— start of Given entries —

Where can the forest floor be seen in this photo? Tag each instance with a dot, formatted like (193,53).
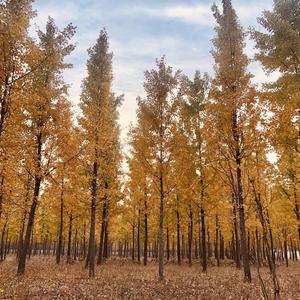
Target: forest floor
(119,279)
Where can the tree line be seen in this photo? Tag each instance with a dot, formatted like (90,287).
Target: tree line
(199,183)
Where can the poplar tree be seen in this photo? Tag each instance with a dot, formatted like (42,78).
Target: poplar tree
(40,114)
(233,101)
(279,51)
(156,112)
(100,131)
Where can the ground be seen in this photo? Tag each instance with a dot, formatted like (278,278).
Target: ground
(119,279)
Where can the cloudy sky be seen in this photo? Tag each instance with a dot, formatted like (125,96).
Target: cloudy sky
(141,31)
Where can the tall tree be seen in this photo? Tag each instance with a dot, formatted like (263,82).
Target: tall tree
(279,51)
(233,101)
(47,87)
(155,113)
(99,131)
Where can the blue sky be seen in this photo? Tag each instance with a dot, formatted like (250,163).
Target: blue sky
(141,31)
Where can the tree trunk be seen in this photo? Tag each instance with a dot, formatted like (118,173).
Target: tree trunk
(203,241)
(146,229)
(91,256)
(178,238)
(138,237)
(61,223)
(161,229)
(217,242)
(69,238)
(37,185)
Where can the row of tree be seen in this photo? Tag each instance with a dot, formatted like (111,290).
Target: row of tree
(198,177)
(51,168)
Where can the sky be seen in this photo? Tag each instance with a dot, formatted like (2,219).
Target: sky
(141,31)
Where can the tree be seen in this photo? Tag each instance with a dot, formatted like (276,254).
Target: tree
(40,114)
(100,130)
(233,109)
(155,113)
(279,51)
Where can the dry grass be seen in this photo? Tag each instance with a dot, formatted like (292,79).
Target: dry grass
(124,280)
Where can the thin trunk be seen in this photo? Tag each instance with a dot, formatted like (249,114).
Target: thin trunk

— end of Given entries —
— start of Given entries —

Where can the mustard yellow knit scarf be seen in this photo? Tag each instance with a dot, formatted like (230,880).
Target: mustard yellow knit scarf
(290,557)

— end of Given entries —

■ The request:
Retype the rows from the line with "Where can the dry" up to and including the line with "Target: thin trunk", with no changes.

■ Worked answer:
Where can the dry grass be seen in this photo? Tag each instance with a dot, formatted like (292,79).
Target: dry grass
(124,280)
Where can the thin trunk be seen in this photo? Tag each instance with a dot, formatted like (249,114).
Target: thin trunk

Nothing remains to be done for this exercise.